#### Exercise aim:
Everything from the line containing "Target: crowd in background" through the final line of the records must be transcribed verbatim; nothing else belongs in the result.

#### Material:
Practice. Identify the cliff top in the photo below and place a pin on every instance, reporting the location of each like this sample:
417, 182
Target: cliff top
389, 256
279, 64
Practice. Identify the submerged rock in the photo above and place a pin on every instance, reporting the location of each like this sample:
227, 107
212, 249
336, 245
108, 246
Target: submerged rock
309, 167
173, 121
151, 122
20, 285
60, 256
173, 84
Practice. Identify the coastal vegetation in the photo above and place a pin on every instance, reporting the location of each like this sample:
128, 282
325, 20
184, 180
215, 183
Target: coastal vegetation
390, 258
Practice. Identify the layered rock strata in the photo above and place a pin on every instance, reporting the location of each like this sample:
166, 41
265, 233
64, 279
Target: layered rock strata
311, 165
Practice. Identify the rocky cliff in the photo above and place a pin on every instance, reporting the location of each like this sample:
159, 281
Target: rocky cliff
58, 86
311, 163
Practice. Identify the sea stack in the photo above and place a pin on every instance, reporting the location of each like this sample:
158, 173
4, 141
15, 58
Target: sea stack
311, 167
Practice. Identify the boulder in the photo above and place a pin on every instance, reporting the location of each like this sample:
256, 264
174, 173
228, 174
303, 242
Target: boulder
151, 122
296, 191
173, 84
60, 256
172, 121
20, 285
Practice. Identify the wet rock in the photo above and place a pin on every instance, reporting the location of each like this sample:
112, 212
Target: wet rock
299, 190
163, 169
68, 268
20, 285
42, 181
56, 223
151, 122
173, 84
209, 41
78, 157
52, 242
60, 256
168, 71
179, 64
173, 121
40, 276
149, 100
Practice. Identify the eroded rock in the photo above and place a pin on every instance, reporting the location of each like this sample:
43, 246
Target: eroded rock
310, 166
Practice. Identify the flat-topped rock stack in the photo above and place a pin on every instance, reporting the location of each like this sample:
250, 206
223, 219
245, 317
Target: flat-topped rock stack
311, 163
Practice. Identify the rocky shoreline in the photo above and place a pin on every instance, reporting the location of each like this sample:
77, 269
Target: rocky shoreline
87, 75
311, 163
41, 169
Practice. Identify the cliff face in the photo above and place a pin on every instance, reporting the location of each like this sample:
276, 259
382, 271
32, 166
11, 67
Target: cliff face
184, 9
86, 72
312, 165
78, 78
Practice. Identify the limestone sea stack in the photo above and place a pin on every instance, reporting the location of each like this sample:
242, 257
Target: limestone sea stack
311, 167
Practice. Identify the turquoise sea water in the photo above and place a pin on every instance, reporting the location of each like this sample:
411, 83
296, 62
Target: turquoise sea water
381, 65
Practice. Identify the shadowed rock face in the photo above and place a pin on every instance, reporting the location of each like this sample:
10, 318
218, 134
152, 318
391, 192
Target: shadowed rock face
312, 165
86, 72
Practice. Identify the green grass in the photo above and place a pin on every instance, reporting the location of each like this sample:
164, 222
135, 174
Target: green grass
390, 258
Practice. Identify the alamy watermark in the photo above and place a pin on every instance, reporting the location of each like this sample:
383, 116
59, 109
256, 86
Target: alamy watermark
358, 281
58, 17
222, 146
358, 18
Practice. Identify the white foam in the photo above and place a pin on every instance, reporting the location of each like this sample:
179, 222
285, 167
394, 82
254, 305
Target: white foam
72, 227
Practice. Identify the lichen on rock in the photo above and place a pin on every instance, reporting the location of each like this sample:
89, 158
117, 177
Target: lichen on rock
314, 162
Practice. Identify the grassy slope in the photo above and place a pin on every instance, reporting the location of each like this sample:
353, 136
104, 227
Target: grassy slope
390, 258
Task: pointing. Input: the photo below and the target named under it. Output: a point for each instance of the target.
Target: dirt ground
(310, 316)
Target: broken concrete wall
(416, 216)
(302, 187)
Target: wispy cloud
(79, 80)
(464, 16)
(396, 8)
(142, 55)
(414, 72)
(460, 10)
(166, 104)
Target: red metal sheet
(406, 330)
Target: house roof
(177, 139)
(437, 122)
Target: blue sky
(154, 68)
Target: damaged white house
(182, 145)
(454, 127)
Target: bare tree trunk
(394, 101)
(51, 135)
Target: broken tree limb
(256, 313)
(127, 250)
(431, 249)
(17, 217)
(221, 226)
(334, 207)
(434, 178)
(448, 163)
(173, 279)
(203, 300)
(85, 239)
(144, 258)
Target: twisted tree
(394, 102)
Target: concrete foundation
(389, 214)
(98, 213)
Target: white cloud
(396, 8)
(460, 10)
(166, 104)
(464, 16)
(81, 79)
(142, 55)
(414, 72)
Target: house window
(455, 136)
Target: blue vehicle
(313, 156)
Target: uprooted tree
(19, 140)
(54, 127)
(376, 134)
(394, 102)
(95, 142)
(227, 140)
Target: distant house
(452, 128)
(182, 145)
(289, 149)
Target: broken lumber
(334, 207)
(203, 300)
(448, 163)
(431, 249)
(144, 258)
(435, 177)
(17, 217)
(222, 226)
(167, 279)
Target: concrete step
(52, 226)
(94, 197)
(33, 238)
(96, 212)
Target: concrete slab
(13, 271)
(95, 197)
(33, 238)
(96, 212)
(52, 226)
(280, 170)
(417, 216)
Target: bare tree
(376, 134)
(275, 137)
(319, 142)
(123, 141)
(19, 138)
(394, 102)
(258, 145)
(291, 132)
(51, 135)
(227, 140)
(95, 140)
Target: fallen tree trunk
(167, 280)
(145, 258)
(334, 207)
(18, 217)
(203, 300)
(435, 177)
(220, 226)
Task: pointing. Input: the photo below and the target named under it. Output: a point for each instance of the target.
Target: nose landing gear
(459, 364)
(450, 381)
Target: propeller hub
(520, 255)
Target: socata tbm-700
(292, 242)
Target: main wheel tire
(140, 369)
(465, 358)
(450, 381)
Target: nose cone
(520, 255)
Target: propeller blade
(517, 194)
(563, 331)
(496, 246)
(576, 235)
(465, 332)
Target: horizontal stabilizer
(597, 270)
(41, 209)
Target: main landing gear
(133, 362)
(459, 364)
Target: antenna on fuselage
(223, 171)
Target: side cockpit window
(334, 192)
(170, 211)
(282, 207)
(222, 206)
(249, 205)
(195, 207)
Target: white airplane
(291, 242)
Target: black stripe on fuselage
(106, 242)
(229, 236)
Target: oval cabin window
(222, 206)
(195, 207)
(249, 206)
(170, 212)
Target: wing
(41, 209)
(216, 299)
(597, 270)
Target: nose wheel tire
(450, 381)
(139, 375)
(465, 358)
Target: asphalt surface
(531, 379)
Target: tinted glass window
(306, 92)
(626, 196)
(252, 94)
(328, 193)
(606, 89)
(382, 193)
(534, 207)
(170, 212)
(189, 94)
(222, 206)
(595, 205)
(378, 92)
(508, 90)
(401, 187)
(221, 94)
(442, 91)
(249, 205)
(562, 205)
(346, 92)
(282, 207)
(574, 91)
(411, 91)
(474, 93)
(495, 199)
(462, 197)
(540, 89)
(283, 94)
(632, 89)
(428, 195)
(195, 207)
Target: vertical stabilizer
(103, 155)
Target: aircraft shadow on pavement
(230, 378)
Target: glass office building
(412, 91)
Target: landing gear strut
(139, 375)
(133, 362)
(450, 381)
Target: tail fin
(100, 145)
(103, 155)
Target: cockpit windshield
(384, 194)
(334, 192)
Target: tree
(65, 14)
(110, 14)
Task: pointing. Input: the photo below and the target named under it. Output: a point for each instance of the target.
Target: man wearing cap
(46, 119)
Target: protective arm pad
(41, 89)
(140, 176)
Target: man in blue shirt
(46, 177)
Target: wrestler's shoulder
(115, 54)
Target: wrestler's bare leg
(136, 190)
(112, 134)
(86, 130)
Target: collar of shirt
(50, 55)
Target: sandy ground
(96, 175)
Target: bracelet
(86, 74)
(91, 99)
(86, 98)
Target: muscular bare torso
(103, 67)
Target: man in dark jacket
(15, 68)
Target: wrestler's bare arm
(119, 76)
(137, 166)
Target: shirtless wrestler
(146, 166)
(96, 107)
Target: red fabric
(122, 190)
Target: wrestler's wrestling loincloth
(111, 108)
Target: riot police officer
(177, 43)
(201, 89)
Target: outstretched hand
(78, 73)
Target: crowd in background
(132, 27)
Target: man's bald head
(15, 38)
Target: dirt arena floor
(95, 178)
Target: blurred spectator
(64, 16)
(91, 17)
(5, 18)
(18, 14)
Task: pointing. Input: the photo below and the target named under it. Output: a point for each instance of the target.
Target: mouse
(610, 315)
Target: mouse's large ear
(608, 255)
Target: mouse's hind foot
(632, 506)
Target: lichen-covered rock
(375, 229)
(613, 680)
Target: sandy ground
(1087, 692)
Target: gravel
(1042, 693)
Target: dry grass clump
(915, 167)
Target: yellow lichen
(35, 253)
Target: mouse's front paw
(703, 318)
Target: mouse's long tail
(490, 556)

#### Task response:
Target: crowd in background
(132, 27)
Target: man's bald head
(15, 38)
Target: dirt arena floor
(95, 178)
Target: blurred spectator
(64, 16)
(91, 17)
(5, 18)
(18, 14)
Task: pointing. Input: the photo below and the target named under it. Output: a point for each instance of the target.
Target: mouse
(610, 315)
Target: mouse's large ear
(608, 255)
Target: mouse's hind foot
(632, 506)
Target: lichen-covered rock
(375, 229)
(613, 680)
Target: sandy ground
(1087, 692)
Target: gravel
(1042, 693)
Target: dry grass clump
(915, 167)
Target: yellow lichen
(35, 253)
Target: mouse's front paw
(703, 318)
Target: mouse's long tail
(490, 556)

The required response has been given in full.